▸ DIRECTIONS:
Skip every line before the one containing "Objective — one marker per instance of the support", then copy that line and the rest of the entries below exactly, through the last line.

### TASK DATA

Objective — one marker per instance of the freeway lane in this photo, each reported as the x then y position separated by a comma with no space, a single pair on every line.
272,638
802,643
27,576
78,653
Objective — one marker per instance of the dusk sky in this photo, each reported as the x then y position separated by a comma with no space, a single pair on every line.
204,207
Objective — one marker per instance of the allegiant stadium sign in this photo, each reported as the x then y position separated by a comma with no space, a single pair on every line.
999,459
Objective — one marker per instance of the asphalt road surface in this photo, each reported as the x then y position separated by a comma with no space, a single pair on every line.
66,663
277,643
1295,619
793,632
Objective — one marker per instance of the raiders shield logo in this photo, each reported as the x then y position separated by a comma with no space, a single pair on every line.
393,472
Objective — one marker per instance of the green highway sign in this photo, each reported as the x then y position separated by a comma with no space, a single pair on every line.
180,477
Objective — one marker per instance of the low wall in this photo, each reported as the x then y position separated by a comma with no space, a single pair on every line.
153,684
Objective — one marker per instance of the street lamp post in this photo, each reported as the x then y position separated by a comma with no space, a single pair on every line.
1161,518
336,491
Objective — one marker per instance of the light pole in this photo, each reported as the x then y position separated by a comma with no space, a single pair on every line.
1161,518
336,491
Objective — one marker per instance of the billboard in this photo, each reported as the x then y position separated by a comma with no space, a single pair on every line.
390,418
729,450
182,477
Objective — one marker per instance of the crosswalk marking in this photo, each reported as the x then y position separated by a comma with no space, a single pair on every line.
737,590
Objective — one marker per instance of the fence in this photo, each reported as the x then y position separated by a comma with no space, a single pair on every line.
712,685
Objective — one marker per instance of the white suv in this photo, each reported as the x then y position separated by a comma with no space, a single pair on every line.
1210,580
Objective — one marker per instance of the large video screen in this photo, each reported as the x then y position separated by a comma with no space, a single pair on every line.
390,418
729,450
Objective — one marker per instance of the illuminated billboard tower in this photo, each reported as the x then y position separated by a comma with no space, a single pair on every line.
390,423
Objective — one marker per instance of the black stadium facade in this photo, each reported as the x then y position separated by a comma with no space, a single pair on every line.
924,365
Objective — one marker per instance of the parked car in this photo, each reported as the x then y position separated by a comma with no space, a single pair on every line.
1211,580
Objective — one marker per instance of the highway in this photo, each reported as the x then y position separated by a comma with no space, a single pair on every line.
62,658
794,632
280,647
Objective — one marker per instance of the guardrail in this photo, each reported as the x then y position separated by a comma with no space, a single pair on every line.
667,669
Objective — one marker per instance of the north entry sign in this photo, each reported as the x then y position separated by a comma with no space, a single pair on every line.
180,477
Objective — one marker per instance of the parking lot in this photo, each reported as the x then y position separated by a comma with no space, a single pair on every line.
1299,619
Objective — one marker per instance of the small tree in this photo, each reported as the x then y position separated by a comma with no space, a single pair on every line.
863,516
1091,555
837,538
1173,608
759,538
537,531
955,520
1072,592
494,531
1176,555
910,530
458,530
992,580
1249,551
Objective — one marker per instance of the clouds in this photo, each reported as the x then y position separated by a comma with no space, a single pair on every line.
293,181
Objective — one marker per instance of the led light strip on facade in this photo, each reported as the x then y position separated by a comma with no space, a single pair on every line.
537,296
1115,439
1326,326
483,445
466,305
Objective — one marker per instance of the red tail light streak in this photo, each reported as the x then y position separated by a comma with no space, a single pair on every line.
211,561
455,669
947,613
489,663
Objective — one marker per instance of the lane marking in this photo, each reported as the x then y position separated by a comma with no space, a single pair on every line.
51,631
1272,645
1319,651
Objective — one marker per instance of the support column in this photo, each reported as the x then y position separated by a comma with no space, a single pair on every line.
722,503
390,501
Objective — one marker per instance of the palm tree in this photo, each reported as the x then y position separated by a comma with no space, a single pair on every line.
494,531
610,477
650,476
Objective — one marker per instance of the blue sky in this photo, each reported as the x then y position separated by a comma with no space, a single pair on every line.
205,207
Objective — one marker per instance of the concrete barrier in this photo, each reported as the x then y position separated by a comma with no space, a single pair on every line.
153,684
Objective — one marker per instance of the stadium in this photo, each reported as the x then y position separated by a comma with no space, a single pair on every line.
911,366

######

▸ FINAL RESULT:
Objective — one marker per instance of the support column in this photo, each reported as the x then y position separated by a comma with no space, a single pair on every line.
722,503
390,501
Objective — one marker per instance of the palm tree in this photo, each reported as the x then y position separated by a comma with no space, a single pair on every line.
494,531
610,477
650,476
Objective — one marker per instance of the blue sky in this photo, each reported as the x then y position separated by a comma with no space, a single pair on every line.
205,207
Objective — one marker per instance of the concrete barrier in this photo, each reported as the x then y position separated by a comma with no space, a single pair on every line.
153,684
Objective — one marker per instance of the stadium in this photo, each reported as the x then y position separated by a comma with no space, a single pair on every line.
911,366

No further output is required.